What you are asked to do
Would you return the lines from the one that contains "of the blonde" to the last line of the entries below, exactly and with nothing added?
****
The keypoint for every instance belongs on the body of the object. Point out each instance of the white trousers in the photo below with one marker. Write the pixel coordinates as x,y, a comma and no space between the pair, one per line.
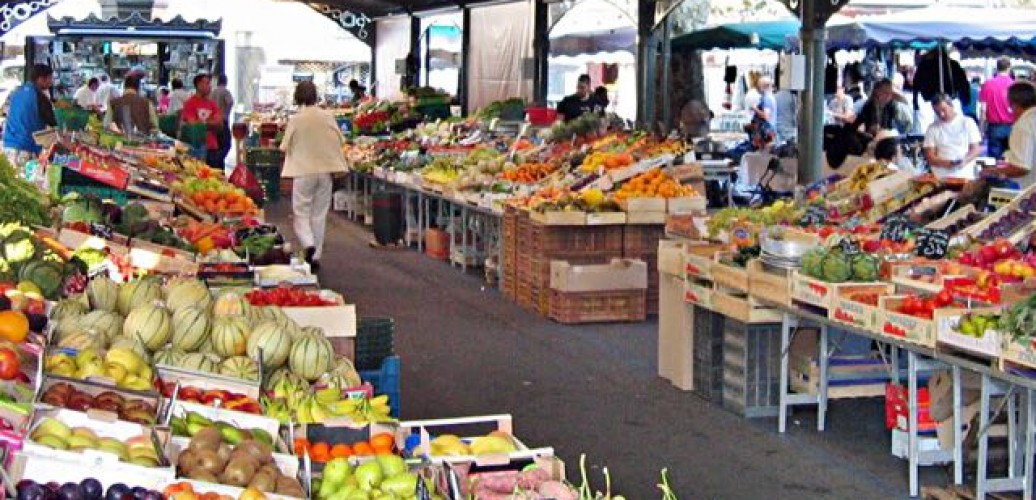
310,202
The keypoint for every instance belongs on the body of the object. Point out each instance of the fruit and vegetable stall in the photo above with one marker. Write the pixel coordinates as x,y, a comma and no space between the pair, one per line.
767,310
513,200
159,339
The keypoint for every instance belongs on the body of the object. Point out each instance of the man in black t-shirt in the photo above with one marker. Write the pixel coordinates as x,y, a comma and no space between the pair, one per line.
580,103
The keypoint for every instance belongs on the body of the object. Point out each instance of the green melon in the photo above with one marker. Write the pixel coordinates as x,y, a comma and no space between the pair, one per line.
311,356
275,343
199,362
68,309
190,293
169,356
103,294
137,293
108,323
191,328
149,323
239,366
230,336
230,303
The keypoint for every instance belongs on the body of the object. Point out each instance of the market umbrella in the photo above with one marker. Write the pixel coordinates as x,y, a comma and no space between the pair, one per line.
766,34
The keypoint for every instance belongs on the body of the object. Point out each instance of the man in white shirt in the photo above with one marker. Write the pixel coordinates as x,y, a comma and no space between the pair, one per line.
86,96
952,142
177,96
106,92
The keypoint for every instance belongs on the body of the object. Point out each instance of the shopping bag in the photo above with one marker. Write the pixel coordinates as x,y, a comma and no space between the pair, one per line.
243,178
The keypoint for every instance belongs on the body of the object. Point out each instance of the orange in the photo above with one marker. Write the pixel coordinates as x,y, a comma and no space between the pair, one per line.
341,450
301,446
320,451
13,326
382,441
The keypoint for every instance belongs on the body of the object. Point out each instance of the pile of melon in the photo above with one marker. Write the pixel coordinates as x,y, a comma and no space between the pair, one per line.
183,324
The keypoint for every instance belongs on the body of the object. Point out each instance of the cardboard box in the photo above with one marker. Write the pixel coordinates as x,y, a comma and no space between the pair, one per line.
619,274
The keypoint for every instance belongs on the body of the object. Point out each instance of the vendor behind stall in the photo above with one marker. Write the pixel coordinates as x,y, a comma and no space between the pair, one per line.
132,113
952,142
1020,156
580,103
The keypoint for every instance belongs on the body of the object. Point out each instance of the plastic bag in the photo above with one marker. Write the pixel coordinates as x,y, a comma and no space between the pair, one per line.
243,177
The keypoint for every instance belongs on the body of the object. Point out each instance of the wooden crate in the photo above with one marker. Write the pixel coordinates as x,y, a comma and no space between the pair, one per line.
610,306
728,275
822,294
769,285
740,306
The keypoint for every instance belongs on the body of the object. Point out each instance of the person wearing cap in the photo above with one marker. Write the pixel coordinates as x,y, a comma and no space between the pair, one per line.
1020,157
952,142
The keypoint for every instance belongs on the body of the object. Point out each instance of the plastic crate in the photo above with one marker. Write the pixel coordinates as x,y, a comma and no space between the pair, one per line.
263,156
385,381
269,178
374,342
708,371
578,307
751,368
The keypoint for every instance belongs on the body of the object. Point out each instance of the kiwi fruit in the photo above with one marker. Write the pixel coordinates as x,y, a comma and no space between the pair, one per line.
259,450
209,460
203,475
263,482
224,452
208,438
289,487
188,461
238,472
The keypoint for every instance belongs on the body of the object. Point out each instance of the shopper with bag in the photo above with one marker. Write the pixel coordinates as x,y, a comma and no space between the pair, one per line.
312,148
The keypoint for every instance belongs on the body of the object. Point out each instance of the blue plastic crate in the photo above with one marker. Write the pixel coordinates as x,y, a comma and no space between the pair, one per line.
385,381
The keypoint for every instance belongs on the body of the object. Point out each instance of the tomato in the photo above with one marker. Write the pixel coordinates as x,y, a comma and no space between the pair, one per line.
9,364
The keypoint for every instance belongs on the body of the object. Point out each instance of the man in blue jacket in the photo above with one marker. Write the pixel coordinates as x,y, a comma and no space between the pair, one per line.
31,111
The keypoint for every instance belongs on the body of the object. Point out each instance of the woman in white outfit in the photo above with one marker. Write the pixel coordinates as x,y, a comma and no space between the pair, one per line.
313,151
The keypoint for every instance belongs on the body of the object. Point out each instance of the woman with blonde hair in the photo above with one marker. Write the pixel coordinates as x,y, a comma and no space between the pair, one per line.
312,148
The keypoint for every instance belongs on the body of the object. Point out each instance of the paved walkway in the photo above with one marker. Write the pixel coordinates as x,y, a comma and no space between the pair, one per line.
468,351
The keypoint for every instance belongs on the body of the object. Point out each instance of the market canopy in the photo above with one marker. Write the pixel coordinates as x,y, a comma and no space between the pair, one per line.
1003,29
766,34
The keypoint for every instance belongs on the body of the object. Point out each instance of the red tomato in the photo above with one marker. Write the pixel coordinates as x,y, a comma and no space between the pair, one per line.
9,364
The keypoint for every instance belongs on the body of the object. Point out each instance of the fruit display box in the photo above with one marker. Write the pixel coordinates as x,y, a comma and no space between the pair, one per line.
130,435
93,391
336,320
726,274
774,286
854,313
822,294
697,294
416,439
912,328
170,376
238,419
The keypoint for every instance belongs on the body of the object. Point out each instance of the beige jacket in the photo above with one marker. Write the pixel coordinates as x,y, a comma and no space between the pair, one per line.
312,144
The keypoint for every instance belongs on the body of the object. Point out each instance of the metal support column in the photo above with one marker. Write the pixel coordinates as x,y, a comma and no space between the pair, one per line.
465,58
541,50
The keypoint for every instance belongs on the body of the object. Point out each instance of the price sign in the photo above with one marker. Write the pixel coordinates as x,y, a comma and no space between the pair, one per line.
896,228
849,246
815,215
932,243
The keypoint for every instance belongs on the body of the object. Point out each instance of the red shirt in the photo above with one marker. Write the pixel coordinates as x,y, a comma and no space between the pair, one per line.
202,110
994,93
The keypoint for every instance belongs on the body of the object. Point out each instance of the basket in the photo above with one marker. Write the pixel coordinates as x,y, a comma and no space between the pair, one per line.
374,342
72,118
194,134
269,178
169,123
542,116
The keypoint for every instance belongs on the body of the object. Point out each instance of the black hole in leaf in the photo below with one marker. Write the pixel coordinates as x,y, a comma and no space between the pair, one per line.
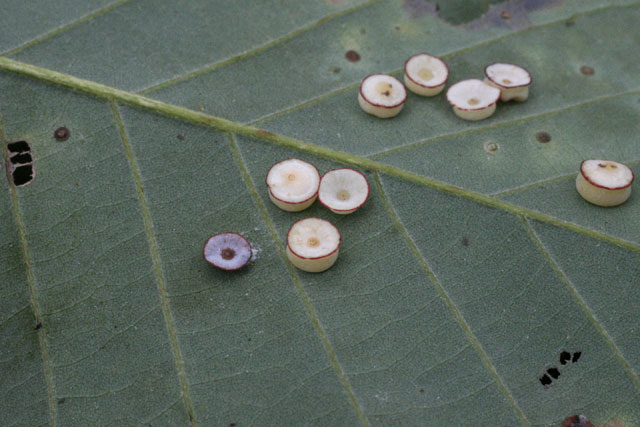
21,158
576,421
18,147
22,175
555,374
545,380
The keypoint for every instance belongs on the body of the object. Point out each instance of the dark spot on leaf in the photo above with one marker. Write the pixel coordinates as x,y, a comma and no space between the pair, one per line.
576,421
21,158
18,147
491,147
22,175
587,71
545,380
61,134
20,168
228,253
543,137
352,56
554,373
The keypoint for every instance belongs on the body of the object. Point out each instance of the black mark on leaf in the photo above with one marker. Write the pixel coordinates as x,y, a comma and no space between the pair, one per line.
18,147
20,167
22,175
553,373
545,380
61,134
21,158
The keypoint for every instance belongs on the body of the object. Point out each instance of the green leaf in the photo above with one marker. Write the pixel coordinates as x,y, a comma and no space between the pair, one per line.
459,283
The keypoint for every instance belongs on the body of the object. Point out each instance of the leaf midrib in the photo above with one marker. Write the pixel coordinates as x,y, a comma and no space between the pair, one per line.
31,284
156,260
224,125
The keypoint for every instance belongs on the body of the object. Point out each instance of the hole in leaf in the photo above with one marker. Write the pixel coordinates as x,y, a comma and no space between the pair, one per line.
21,158
22,175
18,147
545,380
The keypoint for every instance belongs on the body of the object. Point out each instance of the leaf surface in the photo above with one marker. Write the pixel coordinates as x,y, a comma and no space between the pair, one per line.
459,283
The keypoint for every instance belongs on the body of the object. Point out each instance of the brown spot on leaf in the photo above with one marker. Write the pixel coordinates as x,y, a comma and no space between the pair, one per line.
512,13
543,137
587,71
352,56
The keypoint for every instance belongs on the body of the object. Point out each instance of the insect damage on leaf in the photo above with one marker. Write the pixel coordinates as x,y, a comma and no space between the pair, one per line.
20,165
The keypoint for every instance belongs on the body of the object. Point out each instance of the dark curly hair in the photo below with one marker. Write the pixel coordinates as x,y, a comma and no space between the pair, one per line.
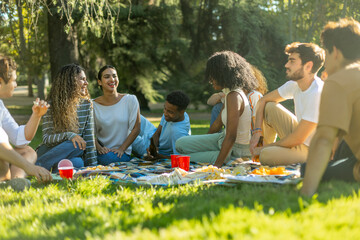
64,98
179,99
7,66
230,70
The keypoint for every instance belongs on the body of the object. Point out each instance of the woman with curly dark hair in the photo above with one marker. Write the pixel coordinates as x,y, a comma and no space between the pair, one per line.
225,70
68,126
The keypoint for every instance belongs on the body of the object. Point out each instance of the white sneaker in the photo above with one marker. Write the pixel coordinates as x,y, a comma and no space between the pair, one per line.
18,184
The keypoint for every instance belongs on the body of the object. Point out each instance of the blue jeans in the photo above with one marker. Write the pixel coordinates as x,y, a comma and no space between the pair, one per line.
142,141
49,157
111,157
216,110
206,148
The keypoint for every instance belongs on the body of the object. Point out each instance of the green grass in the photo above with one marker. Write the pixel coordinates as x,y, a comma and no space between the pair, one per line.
98,209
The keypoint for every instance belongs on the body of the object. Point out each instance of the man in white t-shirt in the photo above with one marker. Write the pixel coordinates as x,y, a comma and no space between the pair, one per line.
295,131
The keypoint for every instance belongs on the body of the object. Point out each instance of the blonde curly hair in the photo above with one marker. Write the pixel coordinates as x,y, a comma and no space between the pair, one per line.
65,97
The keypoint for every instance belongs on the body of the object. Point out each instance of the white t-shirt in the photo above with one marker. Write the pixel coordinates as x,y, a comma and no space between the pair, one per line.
15,133
3,136
306,102
114,123
244,124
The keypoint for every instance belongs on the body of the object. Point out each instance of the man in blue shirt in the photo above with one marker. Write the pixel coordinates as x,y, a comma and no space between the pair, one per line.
174,124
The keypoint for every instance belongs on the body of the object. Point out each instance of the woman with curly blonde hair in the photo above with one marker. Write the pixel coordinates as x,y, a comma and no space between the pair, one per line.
68,127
****
Your solution
The keypoint for every instance belongs on the body of the object. Point out each instance of the blonde curly hair in the photo above with one marker. Write the pixel coordinates as x,y, a comma and no space between the pair, one per line.
65,97
The keypoint for every instance belongs on the body of the object. Point out each instance of the white t-shirt in the photo above with one marker. Write the pixel coordinates as x,y, a comma and no space between the pair, one per line.
15,133
3,136
306,102
114,123
244,124
The keypoint for every instance belongs on the body of the object. Point out each instance of the man in blue shirt in the photo above with one marker. Write the pixel coordinates as x,y, a comma and no space between the pair, one per line.
174,124
The keypoint for every instance belongs on the body of the object. Point out each instance of the woman with curly blonde hair in the photo above with one marker. Write the pixel coordinates as x,y, a comma and no space between the pair, one per line.
68,127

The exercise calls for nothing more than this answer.